What to do -
1. What efficiency could solar cells reach using the new semiconductor material described in the solar-cell article?
2. Write the next part of the article about the new solar-cell semiconductor, starting after its final sentence.

-- Source document follows --

By Prachi Patel-Predd, Oct 24, 2006 MIT Technology Review
Researchers at Lawrence Berkeley National Laboratory (LBNL) have created a new type of semiconductor material designed to improve the efficiency of solar cells by capturing low-energy photons.
Traditional solar cells respond only to a narrow spectrum of sunlight, making them highly inefficient. In the language of physicists, solar cells convert light with wavelengths corresponding to the energy it takes for electrons to jump from the valence band to the conduction band. Photons with lower energy pass right through the material.
The new semiconductor material can capture these low-energy photons for electricity, which could make solar cells with efficiencies of around 45 percent, compared with 25 percent for conventional cells that use a single semiconductor and 39 percent for cells with layers of mixed semiconductors.

-- Source document concluded --
-- Dataset content follows --

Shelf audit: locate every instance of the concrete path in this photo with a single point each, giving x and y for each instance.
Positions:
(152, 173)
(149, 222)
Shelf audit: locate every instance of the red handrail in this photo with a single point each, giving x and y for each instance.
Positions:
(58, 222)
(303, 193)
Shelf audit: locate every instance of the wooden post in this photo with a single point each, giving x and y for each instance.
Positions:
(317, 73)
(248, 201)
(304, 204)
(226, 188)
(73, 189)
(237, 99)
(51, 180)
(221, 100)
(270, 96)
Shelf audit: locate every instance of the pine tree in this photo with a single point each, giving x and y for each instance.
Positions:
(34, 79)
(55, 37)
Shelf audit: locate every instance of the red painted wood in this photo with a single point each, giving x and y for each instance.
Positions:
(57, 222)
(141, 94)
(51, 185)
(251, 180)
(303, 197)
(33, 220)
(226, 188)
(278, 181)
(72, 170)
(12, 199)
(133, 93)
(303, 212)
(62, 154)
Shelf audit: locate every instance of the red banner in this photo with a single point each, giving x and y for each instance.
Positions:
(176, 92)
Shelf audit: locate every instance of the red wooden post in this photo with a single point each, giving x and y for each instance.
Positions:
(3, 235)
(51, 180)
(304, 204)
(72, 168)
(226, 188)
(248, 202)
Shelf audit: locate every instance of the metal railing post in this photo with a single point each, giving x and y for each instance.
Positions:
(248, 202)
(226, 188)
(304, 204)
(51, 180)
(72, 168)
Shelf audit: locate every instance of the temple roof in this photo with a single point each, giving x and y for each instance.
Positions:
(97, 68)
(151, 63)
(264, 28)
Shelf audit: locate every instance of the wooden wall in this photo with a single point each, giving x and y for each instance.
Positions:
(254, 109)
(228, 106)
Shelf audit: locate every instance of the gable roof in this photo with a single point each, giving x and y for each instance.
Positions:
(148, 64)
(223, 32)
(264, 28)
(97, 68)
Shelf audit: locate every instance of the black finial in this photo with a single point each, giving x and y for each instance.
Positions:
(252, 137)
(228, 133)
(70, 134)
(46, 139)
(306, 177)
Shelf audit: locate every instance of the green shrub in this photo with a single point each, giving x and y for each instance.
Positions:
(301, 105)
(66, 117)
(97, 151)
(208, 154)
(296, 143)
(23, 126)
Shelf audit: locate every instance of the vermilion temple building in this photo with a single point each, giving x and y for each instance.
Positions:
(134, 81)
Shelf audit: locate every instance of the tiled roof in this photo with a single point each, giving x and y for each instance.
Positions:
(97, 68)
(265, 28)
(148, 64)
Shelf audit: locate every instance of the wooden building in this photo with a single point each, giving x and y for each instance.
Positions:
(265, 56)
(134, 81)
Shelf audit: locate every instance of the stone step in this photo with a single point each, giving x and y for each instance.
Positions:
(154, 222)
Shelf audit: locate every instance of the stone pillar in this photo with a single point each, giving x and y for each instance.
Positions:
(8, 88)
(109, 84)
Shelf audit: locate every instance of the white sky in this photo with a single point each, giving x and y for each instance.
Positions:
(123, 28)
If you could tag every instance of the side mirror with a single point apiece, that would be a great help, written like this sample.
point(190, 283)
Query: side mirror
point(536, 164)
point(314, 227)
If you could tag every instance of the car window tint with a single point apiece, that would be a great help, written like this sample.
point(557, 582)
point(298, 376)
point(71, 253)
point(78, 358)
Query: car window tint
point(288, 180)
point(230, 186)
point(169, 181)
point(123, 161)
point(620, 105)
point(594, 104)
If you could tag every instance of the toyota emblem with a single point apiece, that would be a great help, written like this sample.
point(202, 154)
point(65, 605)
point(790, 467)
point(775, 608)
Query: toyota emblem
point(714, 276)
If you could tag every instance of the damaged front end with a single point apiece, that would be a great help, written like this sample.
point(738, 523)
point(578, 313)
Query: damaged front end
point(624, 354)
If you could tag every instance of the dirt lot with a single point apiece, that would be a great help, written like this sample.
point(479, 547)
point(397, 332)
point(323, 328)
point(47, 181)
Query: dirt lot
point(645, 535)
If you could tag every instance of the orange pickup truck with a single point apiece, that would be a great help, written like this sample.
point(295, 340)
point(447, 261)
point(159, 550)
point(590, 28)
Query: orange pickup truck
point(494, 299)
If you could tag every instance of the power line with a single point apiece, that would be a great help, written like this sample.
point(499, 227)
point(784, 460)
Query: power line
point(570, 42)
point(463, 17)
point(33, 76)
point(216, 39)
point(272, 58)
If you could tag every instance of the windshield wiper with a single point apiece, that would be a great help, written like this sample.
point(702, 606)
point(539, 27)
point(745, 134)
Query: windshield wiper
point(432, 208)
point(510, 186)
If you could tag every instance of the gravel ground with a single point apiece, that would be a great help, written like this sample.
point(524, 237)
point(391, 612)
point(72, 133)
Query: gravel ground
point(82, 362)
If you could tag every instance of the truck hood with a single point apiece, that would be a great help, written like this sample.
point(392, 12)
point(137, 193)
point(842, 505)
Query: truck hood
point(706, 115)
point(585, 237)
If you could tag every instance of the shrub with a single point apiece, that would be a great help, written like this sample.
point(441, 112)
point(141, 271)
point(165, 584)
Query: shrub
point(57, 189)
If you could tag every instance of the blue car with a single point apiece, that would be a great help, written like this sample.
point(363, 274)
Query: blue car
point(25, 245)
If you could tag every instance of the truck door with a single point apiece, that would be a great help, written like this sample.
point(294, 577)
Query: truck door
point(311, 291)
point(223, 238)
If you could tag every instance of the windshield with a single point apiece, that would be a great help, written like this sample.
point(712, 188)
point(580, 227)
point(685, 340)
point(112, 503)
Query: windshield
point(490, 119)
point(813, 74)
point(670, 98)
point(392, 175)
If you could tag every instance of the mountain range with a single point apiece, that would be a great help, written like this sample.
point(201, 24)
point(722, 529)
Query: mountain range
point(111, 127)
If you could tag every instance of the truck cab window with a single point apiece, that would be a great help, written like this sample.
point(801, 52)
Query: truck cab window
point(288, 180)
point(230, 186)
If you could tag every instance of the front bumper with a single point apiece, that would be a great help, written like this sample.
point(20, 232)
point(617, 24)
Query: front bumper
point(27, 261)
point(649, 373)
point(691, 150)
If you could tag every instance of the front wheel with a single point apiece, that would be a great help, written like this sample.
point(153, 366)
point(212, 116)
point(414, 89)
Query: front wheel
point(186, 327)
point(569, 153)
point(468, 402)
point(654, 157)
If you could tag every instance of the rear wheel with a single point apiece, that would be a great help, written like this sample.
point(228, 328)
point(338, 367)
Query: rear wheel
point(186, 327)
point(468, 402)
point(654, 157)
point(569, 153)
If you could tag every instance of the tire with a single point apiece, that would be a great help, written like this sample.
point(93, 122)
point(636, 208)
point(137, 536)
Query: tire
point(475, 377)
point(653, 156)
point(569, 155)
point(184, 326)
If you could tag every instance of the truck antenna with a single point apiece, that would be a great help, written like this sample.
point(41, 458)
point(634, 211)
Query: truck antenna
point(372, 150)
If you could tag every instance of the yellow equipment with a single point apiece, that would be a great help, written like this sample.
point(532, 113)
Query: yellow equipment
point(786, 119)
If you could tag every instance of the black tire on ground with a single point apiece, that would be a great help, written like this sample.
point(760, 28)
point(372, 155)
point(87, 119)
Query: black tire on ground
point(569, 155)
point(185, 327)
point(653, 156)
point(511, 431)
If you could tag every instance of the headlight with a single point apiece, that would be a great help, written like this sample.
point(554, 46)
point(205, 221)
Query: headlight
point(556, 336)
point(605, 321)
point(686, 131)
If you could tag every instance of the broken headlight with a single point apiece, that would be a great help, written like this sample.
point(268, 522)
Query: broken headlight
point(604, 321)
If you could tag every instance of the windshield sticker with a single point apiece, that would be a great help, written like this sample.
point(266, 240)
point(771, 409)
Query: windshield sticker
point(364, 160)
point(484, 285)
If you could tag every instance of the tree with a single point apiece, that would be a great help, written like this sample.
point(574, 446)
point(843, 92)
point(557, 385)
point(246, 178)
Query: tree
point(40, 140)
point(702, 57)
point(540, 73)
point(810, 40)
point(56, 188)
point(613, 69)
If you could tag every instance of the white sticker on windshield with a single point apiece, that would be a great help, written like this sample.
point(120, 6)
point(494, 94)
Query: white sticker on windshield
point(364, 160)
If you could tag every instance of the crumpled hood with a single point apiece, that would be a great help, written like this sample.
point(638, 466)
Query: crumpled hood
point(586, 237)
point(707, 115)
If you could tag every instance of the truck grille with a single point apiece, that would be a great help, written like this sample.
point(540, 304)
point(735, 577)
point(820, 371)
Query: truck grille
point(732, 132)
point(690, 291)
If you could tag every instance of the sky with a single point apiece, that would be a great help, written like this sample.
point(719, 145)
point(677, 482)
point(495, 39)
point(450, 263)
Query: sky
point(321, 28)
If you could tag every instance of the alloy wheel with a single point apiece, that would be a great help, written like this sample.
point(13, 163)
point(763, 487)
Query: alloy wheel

-- Dataset content concluded --

Responses in order -
1. Around 45 percent.

2.
The new semiconductors have three energy bands instead of the usual two (valence and conduction). The third band lies below the conduction band, effectively splitting the gap between the valence and conduction bands into two smaller parts. "This helps low-energy photons to participate in the process because they can excite [electrons] to the [intermediate] band and then up. It's like a stepping stone," says Wladek Walukiewicz of LBNL's Materials Sciences Division, who developed the semiconductor with colleague Kin Man Yu.
The researchers found that introducing a few atoms of oxygen into a zinc-manganese-tellurium (ZnMnTe) alloy splits the compound semiconductor's conduction band into two parts. Similarly, adding nitrogen to a semiconductor such as gallium arsenide phosphide will also give a multi-band semiconductor.
LBNL has licensed the technology to RoseStreet Labs, a startup in Phoenix, AZ, which plans to commercialize solar cells made from these multi-band semiconductors. Because it's an entirely new technology, though, it's hard to say when such a solar cell will be available, Walukiewicz says.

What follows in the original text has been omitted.